# Challenge
Update each of the items below so that every "Scan for" becomes "Locate", and keep all other text unchanged.

(begin)

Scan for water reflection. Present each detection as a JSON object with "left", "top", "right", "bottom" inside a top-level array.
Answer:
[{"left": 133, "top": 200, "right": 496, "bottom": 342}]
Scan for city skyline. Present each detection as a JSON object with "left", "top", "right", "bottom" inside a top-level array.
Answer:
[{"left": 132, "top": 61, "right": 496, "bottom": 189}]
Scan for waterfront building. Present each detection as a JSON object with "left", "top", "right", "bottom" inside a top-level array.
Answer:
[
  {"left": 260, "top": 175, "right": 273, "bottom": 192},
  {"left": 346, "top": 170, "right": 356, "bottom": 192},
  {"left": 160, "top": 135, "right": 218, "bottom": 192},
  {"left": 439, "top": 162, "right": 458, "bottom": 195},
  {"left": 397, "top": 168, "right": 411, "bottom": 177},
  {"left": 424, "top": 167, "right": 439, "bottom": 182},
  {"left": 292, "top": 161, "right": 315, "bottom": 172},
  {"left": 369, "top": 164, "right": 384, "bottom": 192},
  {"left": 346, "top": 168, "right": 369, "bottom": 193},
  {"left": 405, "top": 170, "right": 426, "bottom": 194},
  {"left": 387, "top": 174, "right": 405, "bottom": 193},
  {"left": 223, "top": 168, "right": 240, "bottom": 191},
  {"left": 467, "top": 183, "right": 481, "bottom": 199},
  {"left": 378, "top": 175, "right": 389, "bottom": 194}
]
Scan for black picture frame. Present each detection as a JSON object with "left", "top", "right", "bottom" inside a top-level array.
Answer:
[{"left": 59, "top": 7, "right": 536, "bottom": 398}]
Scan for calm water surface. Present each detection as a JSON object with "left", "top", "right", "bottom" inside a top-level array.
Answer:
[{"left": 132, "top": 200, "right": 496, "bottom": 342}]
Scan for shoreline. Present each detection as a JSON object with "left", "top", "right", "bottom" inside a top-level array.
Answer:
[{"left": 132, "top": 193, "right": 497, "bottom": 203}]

(end)

# Result below
Locate water reflection. Present each detection as a JSON object with "left", "top", "right", "bottom" inside a top-level array.
Answer:
[{"left": 133, "top": 200, "right": 496, "bottom": 342}]
Locate city skyline. Present each detection as a JSON object with "left", "top", "right", "bottom" inside a top-level array.
Answer:
[{"left": 132, "top": 61, "right": 496, "bottom": 189}]
Locate waterfront building. Present each detection as a JSON object with "left", "top", "right", "bottom" inside a top-level array.
Answer:
[
  {"left": 260, "top": 175, "right": 273, "bottom": 192},
  {"left": 346, "top": 170, "right": 356, "bottom": 192},
  {"left": 160, "top": 135, "right": 218, "bottom": 192},
  {"left": 439, "top": 162, "right": 458, "bottom": 195},
  {"left": 397, "top": 168, "right": 411, "bottom": 177},
  {"left": 424, "top": 167, "right": 439, "bottom": 182},
  {"left": 292, "top": 161, "right": 315, "bottom": 172},
  {"left": 369, "top": 164, "right": 384, "bottom": 192},
  {"left": 346, "top": 168, "right": 369, "bottom": 193},
  {"left": 405, "top": 170, "right": 426, "bottom": 194},
  {"left": 387, "top": 174, "right": 405, "bottom": 193},
  {"left": 223, "top": 168, "right": 240, "bottom": 191},
  {"left": 467, "top": 183, "right": 481, "bottom": 199},
  {"left": 378, "top": 175, "right": 389, "bottom": 194}
]
Locate black picture frame. Present each detection as a JSON object with "left", "top", "right", "bottom" inside a top-level array.
Answer:
[{"left": 59, "top": 7, "right": 536, "bottom": 398}]
Locate calm water surface. Present each detection as a JSON object with "left", "top", "right", "bottom" inside a top-level array.
Answer:
[{"left": 132, "top": 200, "right": 496, "bottom": 342}]
Locate shoreline. Present each detection as a JSON object with "left", "top", "right", "bottom" inside a top-level array.
Answer:
[{"left": 132, "top": 193, "right": 497, "bottom": 203}]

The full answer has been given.